Continue the forum thread about a grandmother near the end of her life, picking up after its final post.

____ Excerpted passage

I hope someone can answer my question - here goes...
My Nanna is very ill and as far as we know doesn't have long left to live. Although she is old and has had an amazing life it's so up setting to see her so thin and unable to do anything for herself.
She hasn't eaten for about 4 weeks now and is only sipping on water. She is also on quite a high dose of morphine for the pain that she is in. She has lost all control of her bowels etc. and spends a lot of the day sleeping.
So, i guess my question to you is, how long can she go on? Every time the doctor comes to see her she (the doctor) says how amazed she is that my nan is still with us.
I hope you can help me with this. I thank you so much for your help with this.
Much will depend on your Nanna's will to live and when God thinks it is time to call her home.
A thin person would not last as long as an overweight person, less fat to draw upon for survival.
We can go a long time without food, but, not without water.
My heart goes out to you and your family. God bless your Nanna. It is not easy to watch loved ones in their last days. All we can do is be there for them and let them know we love them. Talk to her, she will hear you even tho she cannot respond.
I know that this is a difficult time for you. As the other poster said, everyone is different so it is hard to say. I do know that sometimes the person is waiting for "permission" from their loved ones to pass on. This has happened to several people I know. Not long after they whispered to the loved one that is was OK to go, they slipped away. One friend was holding his mother and told her so. She passed on about 10 minutes later. I know it's hard to lose them but, in my opinion, it's harder to watch them suffer when there is no hope. It certainly was with my father. My very best to you and your family.
Debi,just so you know,what you just said is not 'terrible'it is being humane.my grandmother was in a very similar situation,everything was shutting down and she was kind of like in sort of a coma like state.we were there at the end but honestly,I think when we all(her four grandcildren)actually gave her permission to just let go and that it was okay and that we loved her,this is what kind of turned the tide for her.
her docs were just amazed at her heart.it was strong and steady and was about the only thing still amazingly running up to par.it just wouldn't let go either.after the four of us talked to her and we just touched her,you know,stroking her hair and touching her face and just whispering to her that it was okay to just say good bye and move onto the next 'journey",about a half an hour later,she finally did.
i think she was just hanging on for us,her family and once we told her that she really needed to do this,and when we told her how much we truely loved her and said out good byes,well she made up her mind then that it was really okay to stop fighting it,
just go into her room ,all of your family or a few at a time,and let her know that you love her,will miss her terribly,but its really okay.when this is done with total love,I do think it really helps just for them to know that its okay to stop fighting and find peace in death.Hopefully,this will help her to move onto the next step of lifes little"cycle".

________
____ Excerpted data

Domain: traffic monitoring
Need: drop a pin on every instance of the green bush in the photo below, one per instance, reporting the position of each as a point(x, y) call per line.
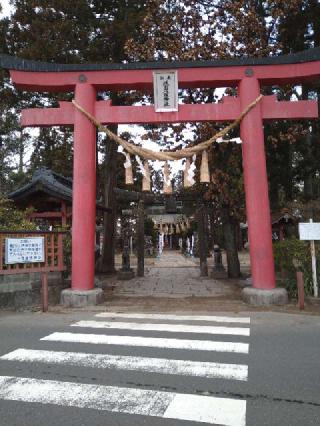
point(293, 255)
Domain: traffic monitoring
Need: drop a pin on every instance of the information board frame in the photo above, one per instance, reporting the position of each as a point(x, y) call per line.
point(170, 91)
point(25, 250)
point(309, 231)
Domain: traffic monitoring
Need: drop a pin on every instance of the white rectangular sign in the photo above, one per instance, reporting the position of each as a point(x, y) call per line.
point(165, 86)
point(309, 231)
point(24, 250)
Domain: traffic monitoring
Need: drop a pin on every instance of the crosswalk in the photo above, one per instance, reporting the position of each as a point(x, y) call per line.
point(111, 337)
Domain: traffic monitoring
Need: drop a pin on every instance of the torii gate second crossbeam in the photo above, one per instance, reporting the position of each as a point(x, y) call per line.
point(248, 75)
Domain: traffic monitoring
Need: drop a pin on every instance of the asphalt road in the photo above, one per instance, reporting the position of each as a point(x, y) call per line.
point(276, 383)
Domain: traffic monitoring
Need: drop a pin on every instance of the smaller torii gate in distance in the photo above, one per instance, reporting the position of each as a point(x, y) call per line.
point(247, 75)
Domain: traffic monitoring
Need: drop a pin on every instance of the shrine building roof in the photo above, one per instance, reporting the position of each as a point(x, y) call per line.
point(45, 181)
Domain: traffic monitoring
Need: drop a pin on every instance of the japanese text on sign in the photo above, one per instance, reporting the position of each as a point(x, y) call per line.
point(309, 231)
point(24, 250)
point(165, 91)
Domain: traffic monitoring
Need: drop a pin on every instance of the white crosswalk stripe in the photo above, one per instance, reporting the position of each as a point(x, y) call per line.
point(169, 328)
point(170, 405)
point(155, 365)
point(131, 400)
point(152, 342)
point(168, 317)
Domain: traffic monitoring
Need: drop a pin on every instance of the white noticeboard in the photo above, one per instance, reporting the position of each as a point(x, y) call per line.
point(24, 250)
point(165, 86)
point(309, 231)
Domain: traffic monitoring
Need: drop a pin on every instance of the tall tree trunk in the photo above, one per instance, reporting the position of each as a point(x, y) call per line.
point(107, 261)
point(230, 242)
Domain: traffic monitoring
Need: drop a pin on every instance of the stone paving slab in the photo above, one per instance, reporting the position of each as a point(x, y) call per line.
point(172, 276)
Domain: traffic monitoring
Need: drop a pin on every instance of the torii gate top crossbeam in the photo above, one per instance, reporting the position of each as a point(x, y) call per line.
point(41, 76)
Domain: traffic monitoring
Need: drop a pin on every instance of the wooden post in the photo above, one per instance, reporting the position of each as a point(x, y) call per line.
point(300, 285)
point(140, 238)
point(202, 242)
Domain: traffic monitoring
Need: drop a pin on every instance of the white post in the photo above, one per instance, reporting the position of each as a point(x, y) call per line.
point(314, 266)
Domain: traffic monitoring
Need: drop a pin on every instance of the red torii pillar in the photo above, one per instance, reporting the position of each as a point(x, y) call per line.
point(248, 80)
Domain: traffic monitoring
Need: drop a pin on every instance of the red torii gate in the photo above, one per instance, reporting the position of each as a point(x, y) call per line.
point(248, 75)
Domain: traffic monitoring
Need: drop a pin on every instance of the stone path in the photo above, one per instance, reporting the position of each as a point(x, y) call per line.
point(173, 276)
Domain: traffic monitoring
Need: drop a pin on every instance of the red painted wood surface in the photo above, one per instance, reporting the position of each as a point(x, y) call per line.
point(255, 176)
point(84, 192)
point(256, 188)
point(227, 110)
point(188, 77)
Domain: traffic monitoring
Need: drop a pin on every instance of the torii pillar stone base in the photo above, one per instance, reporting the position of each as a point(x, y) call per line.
point(255, 296)
point(78, 298)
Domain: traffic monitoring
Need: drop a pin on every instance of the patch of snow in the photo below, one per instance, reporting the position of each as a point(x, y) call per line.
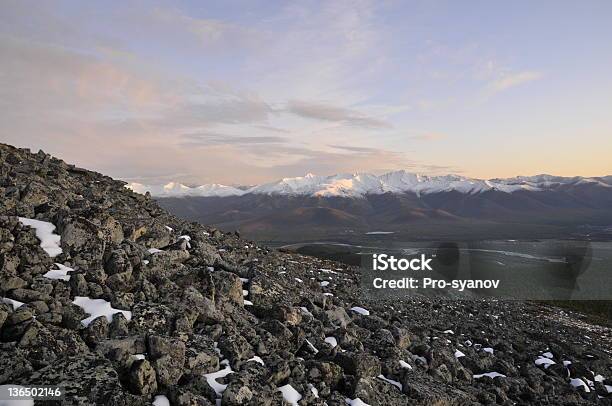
point(331, 341)
point(355, 402)
point(360, 310)
point(290, 395)
point(15, 303)
point(257, 359)
point(161, 400)
point(97, 308)
point(61, 273)
point(490, 375)
point(312, 347)
point(305, 311)
point(49, 241)
point(546, 362)
point(392, 382)
point(405, 365)
point(577, 382)
point(186, 238)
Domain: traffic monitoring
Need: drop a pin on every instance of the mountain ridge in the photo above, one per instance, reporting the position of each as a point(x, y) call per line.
point(358, 185)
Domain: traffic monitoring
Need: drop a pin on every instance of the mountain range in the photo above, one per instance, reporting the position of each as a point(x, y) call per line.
point(400, 205)
point(362, 184)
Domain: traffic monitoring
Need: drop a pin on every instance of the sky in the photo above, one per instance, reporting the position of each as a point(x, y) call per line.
point(244, 92)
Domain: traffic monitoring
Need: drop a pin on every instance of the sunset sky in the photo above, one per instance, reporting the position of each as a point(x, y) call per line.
point(242, 92)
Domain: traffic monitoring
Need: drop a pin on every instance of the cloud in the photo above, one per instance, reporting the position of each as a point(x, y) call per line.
point(326, 112)
point(514, 79)
point(429, 137)
point(226, 139)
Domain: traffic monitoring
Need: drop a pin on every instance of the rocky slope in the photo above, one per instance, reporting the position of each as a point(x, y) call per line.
point(124, 304)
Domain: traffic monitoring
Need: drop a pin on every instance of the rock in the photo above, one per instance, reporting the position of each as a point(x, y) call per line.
point(168, 357)
point(142, 379)
point(359, 365)
point(338, 317)
point(86, 378)
point(11, 282)
point(96, 331)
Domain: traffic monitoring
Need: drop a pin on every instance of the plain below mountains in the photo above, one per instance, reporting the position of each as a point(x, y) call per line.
point(399, 205)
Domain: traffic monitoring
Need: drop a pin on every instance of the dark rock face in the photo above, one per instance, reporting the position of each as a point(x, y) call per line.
point(215, 317)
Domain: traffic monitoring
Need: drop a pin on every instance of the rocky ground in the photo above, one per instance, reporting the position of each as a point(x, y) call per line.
point(133, 306)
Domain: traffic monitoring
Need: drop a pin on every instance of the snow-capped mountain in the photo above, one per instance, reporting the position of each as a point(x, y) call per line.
point(174, 189)
point(362, 184)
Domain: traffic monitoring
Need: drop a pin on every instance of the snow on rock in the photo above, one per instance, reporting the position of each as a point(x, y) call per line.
point(161, 400)
point(314, 390)
point(312, 347)
point(490, 375)
point(577, 382)
point(459, 354)
point(306, 311)
point(49, 241)
point(257, 359)
point(15, 303)
point(392, 382)
point(360, 310)
point(97, 308)
point(331, 341)
point(546, 362)
point(186, 238)
point(211, 379)
point(61, 273)
point(405, 365)
point(355, 402)
point(290, 395)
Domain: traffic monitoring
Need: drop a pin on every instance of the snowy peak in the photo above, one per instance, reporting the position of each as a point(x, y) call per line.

________

Answer to this problem
you do have my most deepest sympathies.hopefully this will be over for you and for her,very soon.please let us know how you are doing,K? FB
It is not terrible to hope it is soon. It is very difficult to watch someone go through this. My FIL had pancreatic cancer and all I can tell yo is that in his final days, he would only suck on a popsicle a LITTLE (if you held it for him) and that was it. He passed away about a week after the popsicle things. I hope you are okay after all of this and I will say a prayer for you and your family.
Is she in the hospital? If she is they may be giving her some kind of intravenous food which prolongs life but the agony of pain is prolonged and death comes slowly.
A hospice will not do that. They keep the patient as comfortable as possible without giving life prolonging treatment.
You can have hospice care at home, with a nurse coming each day to check patient, and to help the family. They take care of talking tothe doctor for prescriptions and take care of insurance.
A person can live a long time without adequate food but not long at all without water. As long as she is getting water she will live... to not have the water would be an agonizing death.
this happened to my father in law. He had pancreatic cancer and could not eat for several weeks. Had he been in hospital they would have kept him alive, much longer, which he did not want. he was ready to go.
Hospice came to the house each day and brought a hospital bed and provided pain meds and we gave him liquids as best we could. he died fairly quickly. hospice does what the patient wants, not what the family wants. if you know what your grandmother would want you can proceed better with her care...my heart goes out to you...this is an experience one never forgets.
To Debi g:
You are standing on the shore watching a ship come into port. You wave as others wave to those on board.... your dying loved one gets on the ship and sails away down the river with many others.
you wave to your loved one until the ship goes round a bend and you can no longer see it. Soon it is out of sight. But not really gone, only invisible to YOU>
for you, on shore, the boat has disappeared.
However, for those waiting eagerly at the next port, the boat is coming in...Our dying loved one is being greeted by those who have gone on before---never to be alone again.
Someday you and I will sail this same ship and our loved ones will stay on Earth's shore and wave goodbye to us. While our passed-on relatives wait eagerly to greet us at the next port.
Death....it is not to be feared...
I believe the Soul/spirit is very familiar with this routine of life/death and in the last moments of our death---the Soul smiles.
Love to you and your loved one.
Last edited by grandma.intense; 05-25-2006 at 10:54 PM.
I volunteer with seniors who have alzheimers disease. In the latter stages, they stop eating. Sometimes a family member will approve having a feeding tube inserted to give them nourishment. Some families choose not to do this, because they would only be prolonging a life that is sadly coming to an end. I'm sure it must be a very difficult decision.
Sorry it's been a while. I really would like to thank you all for your kind words and helpful info regarding my Nan.
I'd just like to let you know that she died on Friday 2nd June at 8am. I think she had finally just had enough. She slipped away very peacefully in her sleep and my mum, autie and Grandad were with her.
We have her funeral tomorrow, so that's the last chapter in my life with Nan, although i do wish her goodnight every night when i go to bed!
Anyway, i'm waffling now! Again, thanks so much for your kind words and support.
My heart goes out to you and your family in this time of grief. I can understand you pain. I recently lost my grandmother. She was quite young actually. She suffered form chronic asthma and another debilitating lung disease witch I canít even spell. She was only breathing with one half of a lung and after being on oxygen for a long time I guess her body gave up one the fight to breath. In the end She had so little oxygen that she was losing feeling in her legs.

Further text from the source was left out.